What you have to do — I'd like every line in the following listing that holds "mountain" copied.

________________________________________

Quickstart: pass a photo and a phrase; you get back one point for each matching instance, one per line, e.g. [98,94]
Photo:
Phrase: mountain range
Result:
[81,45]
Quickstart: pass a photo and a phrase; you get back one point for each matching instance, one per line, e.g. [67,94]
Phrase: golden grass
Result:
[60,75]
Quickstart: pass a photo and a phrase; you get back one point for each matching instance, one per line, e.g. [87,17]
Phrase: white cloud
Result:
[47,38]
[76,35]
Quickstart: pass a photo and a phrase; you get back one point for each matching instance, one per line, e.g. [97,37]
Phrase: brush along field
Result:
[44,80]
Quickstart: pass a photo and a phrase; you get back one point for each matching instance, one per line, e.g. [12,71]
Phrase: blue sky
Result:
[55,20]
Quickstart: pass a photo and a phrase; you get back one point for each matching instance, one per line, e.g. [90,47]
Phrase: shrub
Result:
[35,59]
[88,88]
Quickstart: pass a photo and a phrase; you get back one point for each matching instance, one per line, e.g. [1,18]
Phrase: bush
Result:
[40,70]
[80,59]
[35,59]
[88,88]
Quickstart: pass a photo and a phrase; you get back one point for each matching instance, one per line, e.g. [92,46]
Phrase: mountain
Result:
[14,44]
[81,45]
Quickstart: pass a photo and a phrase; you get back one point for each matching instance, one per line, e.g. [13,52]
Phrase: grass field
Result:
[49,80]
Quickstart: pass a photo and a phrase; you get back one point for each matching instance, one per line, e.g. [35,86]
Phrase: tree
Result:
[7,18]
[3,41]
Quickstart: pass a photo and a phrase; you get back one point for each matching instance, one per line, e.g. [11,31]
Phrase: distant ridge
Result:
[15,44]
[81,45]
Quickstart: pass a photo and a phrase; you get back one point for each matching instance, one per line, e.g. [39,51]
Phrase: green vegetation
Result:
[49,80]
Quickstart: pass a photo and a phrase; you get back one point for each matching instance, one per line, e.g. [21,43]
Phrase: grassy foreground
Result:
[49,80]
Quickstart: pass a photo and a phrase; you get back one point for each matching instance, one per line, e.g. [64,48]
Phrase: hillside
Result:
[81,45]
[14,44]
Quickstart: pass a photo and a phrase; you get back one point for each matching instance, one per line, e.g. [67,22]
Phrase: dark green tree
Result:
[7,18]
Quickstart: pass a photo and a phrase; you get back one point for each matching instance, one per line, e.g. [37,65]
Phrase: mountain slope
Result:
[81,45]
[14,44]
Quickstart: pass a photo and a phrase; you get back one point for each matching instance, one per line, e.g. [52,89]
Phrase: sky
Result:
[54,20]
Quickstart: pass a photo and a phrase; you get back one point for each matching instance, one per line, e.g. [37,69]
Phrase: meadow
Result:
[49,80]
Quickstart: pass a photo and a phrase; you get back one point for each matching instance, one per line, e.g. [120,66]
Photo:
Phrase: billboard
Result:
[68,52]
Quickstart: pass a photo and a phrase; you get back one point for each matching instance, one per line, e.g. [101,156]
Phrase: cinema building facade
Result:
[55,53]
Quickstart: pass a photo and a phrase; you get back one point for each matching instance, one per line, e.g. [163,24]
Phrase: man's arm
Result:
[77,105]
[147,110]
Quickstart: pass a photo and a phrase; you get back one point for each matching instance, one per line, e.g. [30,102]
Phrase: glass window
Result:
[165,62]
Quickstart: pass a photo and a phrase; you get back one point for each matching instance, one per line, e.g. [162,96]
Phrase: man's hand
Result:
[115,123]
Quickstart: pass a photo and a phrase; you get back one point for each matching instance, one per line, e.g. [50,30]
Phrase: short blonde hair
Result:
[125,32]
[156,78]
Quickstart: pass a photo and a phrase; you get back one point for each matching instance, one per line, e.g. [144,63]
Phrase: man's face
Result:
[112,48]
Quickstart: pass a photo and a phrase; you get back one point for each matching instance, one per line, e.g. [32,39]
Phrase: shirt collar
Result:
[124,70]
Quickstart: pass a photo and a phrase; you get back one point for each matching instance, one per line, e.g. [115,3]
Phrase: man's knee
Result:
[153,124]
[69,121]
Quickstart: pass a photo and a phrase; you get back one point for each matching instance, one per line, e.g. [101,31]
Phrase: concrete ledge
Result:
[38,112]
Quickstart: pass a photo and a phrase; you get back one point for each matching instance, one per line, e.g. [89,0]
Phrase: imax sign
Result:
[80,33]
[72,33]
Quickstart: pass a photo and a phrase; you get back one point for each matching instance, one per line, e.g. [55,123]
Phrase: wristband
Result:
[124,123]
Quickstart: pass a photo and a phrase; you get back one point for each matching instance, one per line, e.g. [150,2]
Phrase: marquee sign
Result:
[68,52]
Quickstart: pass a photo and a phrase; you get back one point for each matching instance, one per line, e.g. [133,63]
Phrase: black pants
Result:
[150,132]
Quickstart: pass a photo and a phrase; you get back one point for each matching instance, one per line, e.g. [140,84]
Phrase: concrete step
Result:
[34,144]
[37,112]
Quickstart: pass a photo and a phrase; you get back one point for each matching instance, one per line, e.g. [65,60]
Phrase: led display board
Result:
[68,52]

________________________________________

Result of this exercise —
Phrase: mountain range
Phrase: mountain
Phrase: mountain slope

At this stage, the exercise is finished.